--- Start of TEXT PASSAGE ---

It is to be understood that the ADA examples described herein are included to provide perspective to the features, functions and benefits of the innovation and are not intended to limit the scope of the disclosure and appended claims in any manner. The following ADA example references an implementation where users can request telephone or address information of residential and business listings using speech recognition via a network (e.g., Internet) equipped mobile device (e.g., smartphone, cell phone, personal digital assistant, personal media player, navigation system, pocket PC . . . ). As will be appreciated, with increased use of Internet-capable mobile communication devices, ADA is a growing industry with over 30 million U.S. callers per month. Many voice search applications focus exclusively on telephony-based ADA. However, more recent applications have migrated onto other mobile devices, providing users with a rich client experience which includes, among other services, maps and driving directions in addition to ADA. Whether users call ADA or use a data channel to send utterances, the speech recognition task is most always dispatched to speech servers, due to the fact that decoding utterances for large domains with many choices (e.g., high perplexity domains) requires sufficient computational power, which to date does not exist on mobile devices. However, it is to be appreciated that the features, functions and benefits of the innovation can be employed in connection with any data or electronic search including, but not limited to, Internet and intranet searching embodiments.

--- End of TEXT PASSAGE ---
--- Start of RECORD EXTRACTS ---

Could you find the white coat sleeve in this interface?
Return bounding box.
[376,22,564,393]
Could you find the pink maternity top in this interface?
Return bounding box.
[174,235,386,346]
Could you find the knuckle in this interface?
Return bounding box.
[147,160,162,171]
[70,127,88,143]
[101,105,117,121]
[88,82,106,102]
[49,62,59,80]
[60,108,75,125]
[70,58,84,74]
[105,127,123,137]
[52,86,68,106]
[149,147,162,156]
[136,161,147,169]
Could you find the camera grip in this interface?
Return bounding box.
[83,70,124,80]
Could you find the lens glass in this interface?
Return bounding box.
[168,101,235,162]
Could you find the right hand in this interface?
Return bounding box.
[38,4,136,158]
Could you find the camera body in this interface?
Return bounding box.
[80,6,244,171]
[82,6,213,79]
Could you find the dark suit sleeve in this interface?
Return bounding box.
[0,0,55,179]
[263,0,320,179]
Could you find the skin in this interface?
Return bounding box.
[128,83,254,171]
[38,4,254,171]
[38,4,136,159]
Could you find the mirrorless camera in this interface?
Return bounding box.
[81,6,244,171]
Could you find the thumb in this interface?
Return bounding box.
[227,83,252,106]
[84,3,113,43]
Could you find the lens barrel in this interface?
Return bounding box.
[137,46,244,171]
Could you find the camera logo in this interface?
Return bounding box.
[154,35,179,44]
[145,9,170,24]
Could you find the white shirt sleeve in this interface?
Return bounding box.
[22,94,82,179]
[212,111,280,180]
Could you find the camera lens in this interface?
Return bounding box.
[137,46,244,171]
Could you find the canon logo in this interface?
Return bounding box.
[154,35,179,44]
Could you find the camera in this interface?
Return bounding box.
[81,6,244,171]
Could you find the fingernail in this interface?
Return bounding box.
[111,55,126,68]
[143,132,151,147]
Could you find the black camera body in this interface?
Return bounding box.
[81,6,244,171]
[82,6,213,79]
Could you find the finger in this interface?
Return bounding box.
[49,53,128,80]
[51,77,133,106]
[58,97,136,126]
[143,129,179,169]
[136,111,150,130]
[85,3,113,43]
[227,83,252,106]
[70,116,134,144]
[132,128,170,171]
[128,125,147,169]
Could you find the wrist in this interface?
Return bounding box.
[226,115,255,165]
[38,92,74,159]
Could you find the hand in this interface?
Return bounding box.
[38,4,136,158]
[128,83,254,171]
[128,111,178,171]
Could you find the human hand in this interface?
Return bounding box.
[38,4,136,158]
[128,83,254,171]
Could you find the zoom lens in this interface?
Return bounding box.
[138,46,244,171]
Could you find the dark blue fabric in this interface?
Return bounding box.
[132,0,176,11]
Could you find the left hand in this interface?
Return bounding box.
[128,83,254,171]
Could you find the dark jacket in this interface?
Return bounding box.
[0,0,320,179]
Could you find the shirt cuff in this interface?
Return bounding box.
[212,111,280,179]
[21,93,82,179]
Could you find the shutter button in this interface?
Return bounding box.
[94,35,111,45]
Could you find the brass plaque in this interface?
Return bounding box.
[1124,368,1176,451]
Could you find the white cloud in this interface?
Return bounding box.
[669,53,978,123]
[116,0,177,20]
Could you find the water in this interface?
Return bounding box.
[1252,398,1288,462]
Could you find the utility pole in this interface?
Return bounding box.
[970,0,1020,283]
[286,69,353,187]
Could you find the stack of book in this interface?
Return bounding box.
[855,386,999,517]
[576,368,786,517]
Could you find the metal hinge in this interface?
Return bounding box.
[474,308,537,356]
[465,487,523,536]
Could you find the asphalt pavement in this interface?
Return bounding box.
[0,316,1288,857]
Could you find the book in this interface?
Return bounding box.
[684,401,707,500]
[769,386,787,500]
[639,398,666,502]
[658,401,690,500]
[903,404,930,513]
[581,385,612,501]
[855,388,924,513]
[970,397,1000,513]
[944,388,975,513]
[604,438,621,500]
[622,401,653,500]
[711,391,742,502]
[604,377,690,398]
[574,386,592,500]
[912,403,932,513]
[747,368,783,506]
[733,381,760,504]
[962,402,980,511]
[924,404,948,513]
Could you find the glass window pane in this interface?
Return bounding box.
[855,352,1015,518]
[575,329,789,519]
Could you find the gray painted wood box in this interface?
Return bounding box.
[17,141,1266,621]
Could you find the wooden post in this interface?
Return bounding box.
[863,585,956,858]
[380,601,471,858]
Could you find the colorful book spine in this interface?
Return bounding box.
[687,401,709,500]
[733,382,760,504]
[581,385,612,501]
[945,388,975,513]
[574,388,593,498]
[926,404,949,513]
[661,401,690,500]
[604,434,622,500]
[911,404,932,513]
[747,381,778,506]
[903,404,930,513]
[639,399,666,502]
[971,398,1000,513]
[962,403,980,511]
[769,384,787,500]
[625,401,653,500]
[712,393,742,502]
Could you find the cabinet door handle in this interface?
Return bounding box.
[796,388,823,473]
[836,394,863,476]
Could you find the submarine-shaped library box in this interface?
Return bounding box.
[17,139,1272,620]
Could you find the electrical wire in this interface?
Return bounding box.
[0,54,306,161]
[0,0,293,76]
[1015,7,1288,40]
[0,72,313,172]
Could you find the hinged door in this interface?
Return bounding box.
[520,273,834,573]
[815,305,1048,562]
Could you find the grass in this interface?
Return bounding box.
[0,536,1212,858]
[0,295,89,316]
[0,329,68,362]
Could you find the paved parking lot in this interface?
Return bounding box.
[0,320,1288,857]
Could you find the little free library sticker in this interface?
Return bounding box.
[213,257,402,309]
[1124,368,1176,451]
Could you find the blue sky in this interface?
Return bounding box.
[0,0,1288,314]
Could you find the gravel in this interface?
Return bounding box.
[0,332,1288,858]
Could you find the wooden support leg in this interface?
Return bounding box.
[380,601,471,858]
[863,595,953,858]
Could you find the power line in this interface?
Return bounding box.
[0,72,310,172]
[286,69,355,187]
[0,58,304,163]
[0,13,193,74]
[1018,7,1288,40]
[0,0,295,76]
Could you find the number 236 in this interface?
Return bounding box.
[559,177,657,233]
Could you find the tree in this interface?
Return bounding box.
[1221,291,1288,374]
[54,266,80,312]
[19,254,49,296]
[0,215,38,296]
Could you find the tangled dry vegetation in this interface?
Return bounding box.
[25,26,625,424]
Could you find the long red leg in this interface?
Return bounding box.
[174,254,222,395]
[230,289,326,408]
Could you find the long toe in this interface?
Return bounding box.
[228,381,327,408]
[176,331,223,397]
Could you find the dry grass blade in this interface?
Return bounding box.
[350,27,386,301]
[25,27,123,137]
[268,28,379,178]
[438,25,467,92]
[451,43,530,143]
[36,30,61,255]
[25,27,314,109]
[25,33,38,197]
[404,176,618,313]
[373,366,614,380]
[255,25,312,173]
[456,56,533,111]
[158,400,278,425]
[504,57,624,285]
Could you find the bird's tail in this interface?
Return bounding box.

--- End of RECORD EXTRACTS ---

> WRITTEN EXERCISE
Answer these questions using the ADA passage:
1. How many U.S. callers per month does ADA have?
2. Besides ADA, what does the rich client experience on more recent applications include?
3. Why is the speech recognition task most always dispatched to speech servers?
The listing has nothing to do with the ADA passage.

> TASK ANSWER
1. Over 30 million.
2. Maps and driving directions, among other services.
3. Decoding utterances for large domains with many choices requires sufficient computational power, which does not yet exist on mobile devices.